### Written problem A
In the listing, copy every line from the line containing "Where can the dark" up to and including the line containing "column 313, row 137", and reproduce them without any change.

There are R.O.U.Ses living in my chicken coop. I saw one yesterday when I went out – earlier than usual – to gather the last eggs of the day. They’ve been stealing eggs, too, not just chicken feed. I don’t know how to kill them without running the risk of killing the cats, too. Poison is out, for if the cats try to eat poisoned rats, we poison the cats, too. Rats, I’ve read, are suspicious, but whatever we try to trap them with has to be undercover because of the amount of dust and straw and mess they will encounter in the chicken coop. Rats are disgusting. Evil. Mice are bad, but nothing like rats.

~*~

I’ve been married to my soldier for seventeen years now, and at no point has time dragged on so slowly as these last few weeks in the Army. Five weeks left! But it might as well be an eternity. (Why, yes, I am a little dramatic.)

### Material provided
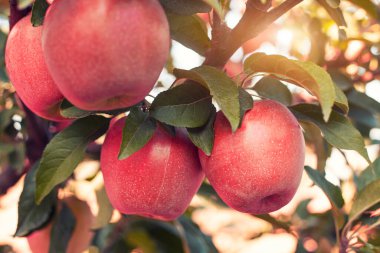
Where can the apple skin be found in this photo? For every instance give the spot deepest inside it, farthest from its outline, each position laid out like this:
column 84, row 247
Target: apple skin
column 39, row 241
column 28, row 73
column 109, row 53
column 258, row 168
column 158, row 181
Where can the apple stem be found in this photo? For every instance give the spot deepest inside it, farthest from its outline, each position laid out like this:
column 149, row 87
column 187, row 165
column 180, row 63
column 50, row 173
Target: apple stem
column 15, row 13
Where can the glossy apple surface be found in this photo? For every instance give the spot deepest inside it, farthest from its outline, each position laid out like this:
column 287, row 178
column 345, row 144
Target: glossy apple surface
column 105, row 54
column 28, row 73
column 258, row 168
column 158, row 181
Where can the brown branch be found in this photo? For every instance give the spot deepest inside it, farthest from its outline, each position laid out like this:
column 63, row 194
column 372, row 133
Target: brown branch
column 254, row 21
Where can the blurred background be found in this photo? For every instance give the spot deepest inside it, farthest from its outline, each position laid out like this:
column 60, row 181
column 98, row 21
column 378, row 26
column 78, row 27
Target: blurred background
column 351, row 55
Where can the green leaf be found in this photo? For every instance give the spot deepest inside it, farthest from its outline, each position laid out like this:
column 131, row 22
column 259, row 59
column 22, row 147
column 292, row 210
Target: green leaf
column 138, row 130
column 273, row 89
column 366, row 198
column 246, row 103
column 65, row 151
column 370, row 7
column 215, row 4
column 105, row 209
column 153, row 236
column 304, row 74
column 71, row 112
column 370, row 174
column 190, row 31
column 203, row 137
column 322, row 149
column 185, row 7
column 333, row 192
column 338, row 131
column 343, row 81
column 363, row 100
column 30, row 215
column 222, row 88
column 275, row 223
column 62, row 230
column 197, row 241
column 334, row 11
column 186, row 105
column 6, row 118
column 38, row 12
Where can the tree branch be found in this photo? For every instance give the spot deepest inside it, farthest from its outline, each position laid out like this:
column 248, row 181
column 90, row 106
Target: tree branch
column 254, row 21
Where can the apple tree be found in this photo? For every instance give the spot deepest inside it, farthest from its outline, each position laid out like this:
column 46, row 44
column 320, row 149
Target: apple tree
column 83, row 82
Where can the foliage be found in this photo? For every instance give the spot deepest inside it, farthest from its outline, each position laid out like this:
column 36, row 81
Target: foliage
column 336, row 114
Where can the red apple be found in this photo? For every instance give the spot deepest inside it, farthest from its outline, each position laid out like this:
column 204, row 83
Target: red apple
column 39, row 241
column 105, row 54
column 28, row 72
column 158, row 181
column 258, row 168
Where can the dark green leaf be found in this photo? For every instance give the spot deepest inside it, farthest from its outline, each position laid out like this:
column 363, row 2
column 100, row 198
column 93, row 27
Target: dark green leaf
column 275, row 222
column 203, row 137
column 62, row 230
column 70, row 111
column 38, row 12
column 370, row 174
column 185, row 7
column 186, row 105
column 366, row 198
column 245, row 101
column 138, row 130
column 154, row 236
column 197, row 241
column 313, row 137
column 273, row 89
column 30, row 215
column 363, row 100
column 16, row 157
column 222, row 88
column 338, row 131
column 304, row 74
column 190, row 31
column 65, row 151
column 333, row 192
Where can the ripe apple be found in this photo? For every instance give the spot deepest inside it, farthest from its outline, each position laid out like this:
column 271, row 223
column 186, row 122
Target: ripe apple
column 105, row 54
column 158, row 181
column 258, row 168
column 39, row 241
column 28, row 73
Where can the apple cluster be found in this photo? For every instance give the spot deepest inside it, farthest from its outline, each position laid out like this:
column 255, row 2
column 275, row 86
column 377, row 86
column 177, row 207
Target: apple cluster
column 104, row 55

### Written problem B
According to the passage about rats in the chicken coop, why does the writer rule out poison?

### Exercise solution A
Where can the dark green leaf be found in this photo? For every instance give the spot deepest inside it, farthest from its outline, each position laid out like this:
column 363, row 2
column 100, row 198
column 93, row 27
Target: dark green leaf
column 275, row 222
column 203, row 137
column 62, row 230
column 70, row 111
column 38, row 12
column 370, row 174
column 185, row 7
column 186, row 105
column 366, row 198
column 245, row 101
column 138, row 130
column 154, row 236
column 197, row 241
column 313, row 137

### Exercise solution B
The writer rules out poison because the cats might eat the poisoned rats and would then be poisoned as well.